**Exercise goal**
The entries below are to be repeated verbatim, in full.

[Items from a data source]
※

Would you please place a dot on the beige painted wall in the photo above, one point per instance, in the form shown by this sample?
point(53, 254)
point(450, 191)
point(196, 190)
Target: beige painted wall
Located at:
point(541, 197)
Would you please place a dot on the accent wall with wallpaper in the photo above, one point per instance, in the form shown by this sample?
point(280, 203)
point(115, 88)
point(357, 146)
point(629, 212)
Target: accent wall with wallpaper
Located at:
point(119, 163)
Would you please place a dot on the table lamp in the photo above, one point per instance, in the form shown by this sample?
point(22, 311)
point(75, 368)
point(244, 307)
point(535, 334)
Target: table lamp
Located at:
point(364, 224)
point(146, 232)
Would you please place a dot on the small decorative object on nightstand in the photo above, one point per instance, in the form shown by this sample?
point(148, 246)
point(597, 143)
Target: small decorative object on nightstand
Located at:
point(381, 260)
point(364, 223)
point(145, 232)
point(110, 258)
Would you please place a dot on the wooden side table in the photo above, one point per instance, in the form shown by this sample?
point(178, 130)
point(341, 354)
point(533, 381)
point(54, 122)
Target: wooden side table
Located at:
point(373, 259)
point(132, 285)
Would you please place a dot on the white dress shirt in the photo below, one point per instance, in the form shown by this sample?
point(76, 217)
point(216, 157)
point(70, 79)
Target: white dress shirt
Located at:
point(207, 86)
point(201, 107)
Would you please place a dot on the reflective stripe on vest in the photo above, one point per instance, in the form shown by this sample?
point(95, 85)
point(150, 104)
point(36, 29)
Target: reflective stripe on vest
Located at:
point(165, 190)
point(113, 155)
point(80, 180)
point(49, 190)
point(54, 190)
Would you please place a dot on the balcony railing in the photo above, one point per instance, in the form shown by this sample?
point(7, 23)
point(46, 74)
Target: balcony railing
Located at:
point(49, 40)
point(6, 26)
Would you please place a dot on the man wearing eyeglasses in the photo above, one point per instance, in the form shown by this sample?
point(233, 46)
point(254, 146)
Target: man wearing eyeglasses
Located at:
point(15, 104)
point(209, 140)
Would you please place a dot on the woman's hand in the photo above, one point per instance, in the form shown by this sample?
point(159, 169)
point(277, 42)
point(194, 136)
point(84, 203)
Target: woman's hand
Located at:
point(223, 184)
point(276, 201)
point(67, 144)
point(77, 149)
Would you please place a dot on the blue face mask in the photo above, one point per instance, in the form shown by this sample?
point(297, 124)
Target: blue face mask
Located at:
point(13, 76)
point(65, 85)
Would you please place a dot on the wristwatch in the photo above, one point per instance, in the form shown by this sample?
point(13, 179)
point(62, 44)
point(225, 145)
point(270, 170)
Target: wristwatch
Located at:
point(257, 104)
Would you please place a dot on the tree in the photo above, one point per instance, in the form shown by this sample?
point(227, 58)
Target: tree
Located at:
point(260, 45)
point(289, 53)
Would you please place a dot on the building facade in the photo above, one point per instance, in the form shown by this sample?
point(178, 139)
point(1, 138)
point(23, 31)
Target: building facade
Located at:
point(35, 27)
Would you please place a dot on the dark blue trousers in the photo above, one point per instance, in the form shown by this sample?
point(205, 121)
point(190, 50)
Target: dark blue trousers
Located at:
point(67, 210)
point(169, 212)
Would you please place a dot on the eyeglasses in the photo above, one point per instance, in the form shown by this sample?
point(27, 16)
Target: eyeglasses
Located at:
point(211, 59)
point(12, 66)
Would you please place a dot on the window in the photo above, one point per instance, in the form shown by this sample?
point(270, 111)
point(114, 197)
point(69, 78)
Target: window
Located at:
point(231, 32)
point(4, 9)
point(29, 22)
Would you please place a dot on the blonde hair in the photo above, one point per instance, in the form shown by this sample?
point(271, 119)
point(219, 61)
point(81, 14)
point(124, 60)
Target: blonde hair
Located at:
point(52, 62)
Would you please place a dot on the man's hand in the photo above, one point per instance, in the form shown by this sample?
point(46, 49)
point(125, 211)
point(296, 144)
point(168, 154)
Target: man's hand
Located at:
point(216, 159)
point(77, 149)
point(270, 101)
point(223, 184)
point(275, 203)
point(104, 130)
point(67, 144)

※

**Solution**
Would you please place a dot on the beige painted wall in the photo above, one point per instance, in the form shown by this sample?
point(53, 254)
point(450, 191)
point(196, 190)
Target: beige painted wall
Located at:
point(541, 197)
Would you please place a dot on the accent wall with wallpaper in the photo above, one point per instance, in the form shown by this sample?
point(280, 203)
point(115, 88)
point(357, 146)
point(629, 212)
Target: accent wall with wallpaper
Located at:
point(119, 163)
Would you please place a dot on the table lamp in the photo above, one point per instance, in the form shown by this sample?
point(22, 311)
point(75, 368)
point(244, 307)
point(535, 334)
Target: table lamp
Located at:
point(364, 224)
point(146, 232)
Would you please place a dot on the small decorative object on nightstand in the photo above, one point per instance, in the form shown by this sample?
point(148, 246)
point(597, 143)
Target: small decorative object on nightstand
Located at:
point(381, 260)
point(364, 223)
point(145, 232)
point(110, 258)
Would you please place a dot on the wooden side table in the photo above, one point per instance, in the form shown by this sample?
point(178, 130)
point(341, 354)
point(533, 381)
point(54, 122)
Target: wooden side table
Located at:
point(373, 259)
point(132, 285)
Would you please place a dot on the white dress shirt in the photo below, one point per instance, in the form shown by this sample?
point(76, 217)
point(216, 157)
point(70, 79)
Target: white dress shirt
Located at:
point(207, 86)
point(201, 107)
Would you please place a dot on the reflective stripe on vest in the photo above, one point per instance, in the form shown by this sample?
point(95, 85)
point(150, 104)
point(36, 29)
Target: reflective stripe on vest
Located at:
point(165, 190)
point(113, 155)
point(80, 180)
point(49, 190)
point(54, 190)
Would you please place a dot on the balcony railing in the photo above, one point per instance, in the form shown by this sample?
point(7, 23)
point(46, 74)
Target: balcony railing
Located at:
point(49, 40)
point(6, 26)
Would you please place a dot on the man wearing eyeglasses in the photo above, one point per instance, in the form shown by this sample?
point(233, 46)
point(254, 146)
Target: man wearing eyeglasses
Located at:
point(15, 104)
point(209, 140)
Would you please place a dot on the woman's hand in the photo above, one point per instance, in the form shown by this sample?
point(159, 169)
point(277, 42)
point(194, 136)
point(84, 203)
Target: woman's hand
Located at:
point(223, 184)
point(276, 201)
point(67, 144)
point(77, 149)
Would you please place a dot on the blue face mask in the photo above, one point per instance, in the form shown by this sample?
point(297, 124)
Target: blue face mask
Located at:
point(13, 76)
point(65, 85)
Would you please place a dot on the wristwatch in the photo above, one point per instance, in the form shown by this sample?
point(13, 179)
point(62, 44)
point(225, 145)
point(270, 170)
Target: wristwatch
Located at:
point(257, 104)
Would you please place a dot on the tree in the photo above, one point per instance, in the form shown by this sample?
point(227, 58)
Target: tree
Located at:
point(260, 45)
point(289, 53)
Would you please place a dot on the building facade in the photo above, one point per instance, in the form shown by this sample?
point(178, 139)
point(1, 138)
point(23, 31)
Target: building facade
Located at:
point(35, 27)
Would you please place a dot on the dark blue trousers in the photo above, one point per instance, in the form shown by this sample?
point(205, 121)
point(190, 50)
Target: dark blue trousers
Located at:
point(67, 210)
point(169, 212)
Would you please place a dot on the eyeglasses in the photo above, one point per instance, in the form shown by this sample?
point(27, 16)
Target: eyeglasses
Located at:
point(211, 59)
point(12, 66)
Would you please place a dot on the window in the photo above, one point per instance, in the form shown by this sample?
point(270, 111)
point(114, 197)
point(69, 78)
Target: window
Located at:
point(231, 32)
point(4, 9)
point(29, 22)
Would you please place a dot on the blonde hair in the photo above, one point per instance, in the form shown by this sample?
point(271, 119)
point(219, 61)
point(81, 14)
point(124, 60)
Target: blonde hair
Located at:
point(52, 62)
Would you please place a dot on the man's hand in the photo above, one point per instance, in the form shown by this sample?
point(46, 49)
point(125, 211)
point(296, 144)
point(168, 154)
Target: man's hand
Located at:
point(216, 159)
point(77, 149)
point(270, 101)
point(223, 184)
point(275, 203)
point(104, 130)
point(67, 144)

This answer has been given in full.